EXERCISE DESCRIPTION: Rewrite the items from the line containing "Spot the blue sky" through the line containing "[[292, 416]]", both included, keeping every request line, and shift each point coordinate in the answers up by 60. Leave the numbers in the requests and their format samples unchanged.

>> BEGIN

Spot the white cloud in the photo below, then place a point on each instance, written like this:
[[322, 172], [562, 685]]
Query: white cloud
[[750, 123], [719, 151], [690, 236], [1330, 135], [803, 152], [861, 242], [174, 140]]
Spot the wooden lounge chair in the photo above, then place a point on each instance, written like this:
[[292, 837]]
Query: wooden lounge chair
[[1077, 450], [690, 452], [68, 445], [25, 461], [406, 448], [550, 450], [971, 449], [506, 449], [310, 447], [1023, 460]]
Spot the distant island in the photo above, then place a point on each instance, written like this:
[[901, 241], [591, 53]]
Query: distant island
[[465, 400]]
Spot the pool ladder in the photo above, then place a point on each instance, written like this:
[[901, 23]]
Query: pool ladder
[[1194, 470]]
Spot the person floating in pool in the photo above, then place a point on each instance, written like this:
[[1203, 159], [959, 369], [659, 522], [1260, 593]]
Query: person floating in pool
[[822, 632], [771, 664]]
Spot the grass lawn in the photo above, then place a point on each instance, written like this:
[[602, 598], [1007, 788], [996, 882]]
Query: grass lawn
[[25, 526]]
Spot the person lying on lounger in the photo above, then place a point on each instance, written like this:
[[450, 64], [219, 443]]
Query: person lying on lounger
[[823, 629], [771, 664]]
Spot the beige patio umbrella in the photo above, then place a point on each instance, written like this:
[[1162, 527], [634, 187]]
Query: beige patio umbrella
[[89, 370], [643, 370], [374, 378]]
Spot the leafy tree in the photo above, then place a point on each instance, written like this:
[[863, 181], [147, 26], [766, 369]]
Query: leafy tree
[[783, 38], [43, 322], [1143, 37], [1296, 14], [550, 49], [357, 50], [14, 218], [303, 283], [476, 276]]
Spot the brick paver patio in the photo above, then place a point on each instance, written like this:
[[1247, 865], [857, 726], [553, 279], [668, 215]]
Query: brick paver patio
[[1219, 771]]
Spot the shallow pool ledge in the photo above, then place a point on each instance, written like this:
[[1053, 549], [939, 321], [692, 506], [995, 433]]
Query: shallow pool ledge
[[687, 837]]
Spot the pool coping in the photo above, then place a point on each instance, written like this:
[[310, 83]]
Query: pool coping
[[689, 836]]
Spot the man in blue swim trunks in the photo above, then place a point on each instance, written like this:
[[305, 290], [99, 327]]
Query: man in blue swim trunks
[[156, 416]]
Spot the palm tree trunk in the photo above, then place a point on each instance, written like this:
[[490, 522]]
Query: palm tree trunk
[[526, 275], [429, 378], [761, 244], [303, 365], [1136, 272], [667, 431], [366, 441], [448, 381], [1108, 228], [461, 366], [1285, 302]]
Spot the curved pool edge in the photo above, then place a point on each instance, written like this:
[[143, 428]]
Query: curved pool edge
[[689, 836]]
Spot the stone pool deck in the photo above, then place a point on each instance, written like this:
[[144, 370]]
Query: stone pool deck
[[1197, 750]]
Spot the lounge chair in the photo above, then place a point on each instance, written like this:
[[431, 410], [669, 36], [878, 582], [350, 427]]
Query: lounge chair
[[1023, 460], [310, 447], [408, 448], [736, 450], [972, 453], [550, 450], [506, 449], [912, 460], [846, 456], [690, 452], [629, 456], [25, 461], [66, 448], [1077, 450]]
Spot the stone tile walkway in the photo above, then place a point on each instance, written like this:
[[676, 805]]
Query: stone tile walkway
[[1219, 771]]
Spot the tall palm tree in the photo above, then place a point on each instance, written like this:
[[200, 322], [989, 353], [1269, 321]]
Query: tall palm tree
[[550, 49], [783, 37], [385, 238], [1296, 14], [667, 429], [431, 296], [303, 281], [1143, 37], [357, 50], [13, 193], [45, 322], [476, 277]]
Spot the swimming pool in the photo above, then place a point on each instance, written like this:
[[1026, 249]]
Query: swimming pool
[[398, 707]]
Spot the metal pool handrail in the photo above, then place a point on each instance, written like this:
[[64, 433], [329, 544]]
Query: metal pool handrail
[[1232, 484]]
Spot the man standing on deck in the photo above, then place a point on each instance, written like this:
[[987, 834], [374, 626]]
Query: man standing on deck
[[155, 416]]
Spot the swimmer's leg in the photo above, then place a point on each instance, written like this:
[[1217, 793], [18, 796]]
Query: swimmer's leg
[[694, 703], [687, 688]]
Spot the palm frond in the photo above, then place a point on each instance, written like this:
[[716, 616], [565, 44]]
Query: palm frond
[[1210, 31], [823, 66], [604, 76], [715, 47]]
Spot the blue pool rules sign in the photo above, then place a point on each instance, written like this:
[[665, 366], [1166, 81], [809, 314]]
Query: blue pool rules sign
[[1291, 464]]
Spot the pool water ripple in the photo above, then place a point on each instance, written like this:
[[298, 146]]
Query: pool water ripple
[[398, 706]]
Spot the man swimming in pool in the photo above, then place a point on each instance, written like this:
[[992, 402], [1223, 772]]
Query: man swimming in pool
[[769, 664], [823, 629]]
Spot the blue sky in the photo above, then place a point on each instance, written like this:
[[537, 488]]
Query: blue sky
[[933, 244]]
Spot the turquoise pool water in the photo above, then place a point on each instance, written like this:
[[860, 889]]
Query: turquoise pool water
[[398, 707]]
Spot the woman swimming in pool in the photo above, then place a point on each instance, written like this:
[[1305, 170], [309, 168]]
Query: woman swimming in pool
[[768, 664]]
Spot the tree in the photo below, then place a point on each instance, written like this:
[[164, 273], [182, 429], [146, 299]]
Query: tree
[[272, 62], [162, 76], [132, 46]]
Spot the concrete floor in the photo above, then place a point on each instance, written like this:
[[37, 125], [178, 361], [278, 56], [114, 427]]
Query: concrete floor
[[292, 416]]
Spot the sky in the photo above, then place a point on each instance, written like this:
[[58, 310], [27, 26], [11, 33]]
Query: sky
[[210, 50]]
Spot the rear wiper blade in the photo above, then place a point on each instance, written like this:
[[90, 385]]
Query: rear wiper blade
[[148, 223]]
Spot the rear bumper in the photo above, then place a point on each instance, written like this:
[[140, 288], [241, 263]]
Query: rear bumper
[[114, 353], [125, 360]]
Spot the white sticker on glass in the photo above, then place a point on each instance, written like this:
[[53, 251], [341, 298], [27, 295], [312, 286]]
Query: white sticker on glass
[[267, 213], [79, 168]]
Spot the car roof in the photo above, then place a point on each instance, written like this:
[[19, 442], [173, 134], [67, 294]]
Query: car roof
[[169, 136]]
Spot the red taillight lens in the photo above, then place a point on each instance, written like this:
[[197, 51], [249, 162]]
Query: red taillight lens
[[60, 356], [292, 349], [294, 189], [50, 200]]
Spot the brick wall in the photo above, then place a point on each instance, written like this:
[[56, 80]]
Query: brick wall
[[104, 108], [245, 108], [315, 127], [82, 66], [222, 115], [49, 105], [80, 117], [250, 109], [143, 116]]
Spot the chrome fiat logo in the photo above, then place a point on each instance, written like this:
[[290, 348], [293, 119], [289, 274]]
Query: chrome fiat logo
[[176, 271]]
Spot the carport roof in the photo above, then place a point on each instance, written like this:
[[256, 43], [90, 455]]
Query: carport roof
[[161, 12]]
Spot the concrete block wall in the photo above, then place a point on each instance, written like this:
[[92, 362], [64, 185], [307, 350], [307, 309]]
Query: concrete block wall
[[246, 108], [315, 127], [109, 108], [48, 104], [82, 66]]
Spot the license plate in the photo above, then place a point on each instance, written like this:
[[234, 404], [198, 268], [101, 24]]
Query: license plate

>> END

ANSWER TO THIS TASK:
Spot the blue sky in the photo above, then place a point on each instance, written like this:
[[537, 488]]
Query: blue sky
[[993, 304]]
Spot the turquoise pool water in the photo above, then place a point on each instance, written like this:
[[860, 889]]
Query: turquoise pool water
[[458, 767]]
Spot the woman swimming in pool in the photo above, then place a point on each instance, written like this:
[[1305, 170], [309, 168]]
Query: woman swimming in pool
[[828, 724]]
Spot the tree in the photo below, then place a point on each instance, written like this:
[[164, 273], [182, 429], [146, 299]]
Query: tree
[[332, 122], [222, 136], [192, 106]]
Spot the concrete floor in the photo above, then place a point on each instance, written like this:
[[37, 125], [178, 361], [278, 56], [114, 427]]
Query: concrete floor
[[352, 476]]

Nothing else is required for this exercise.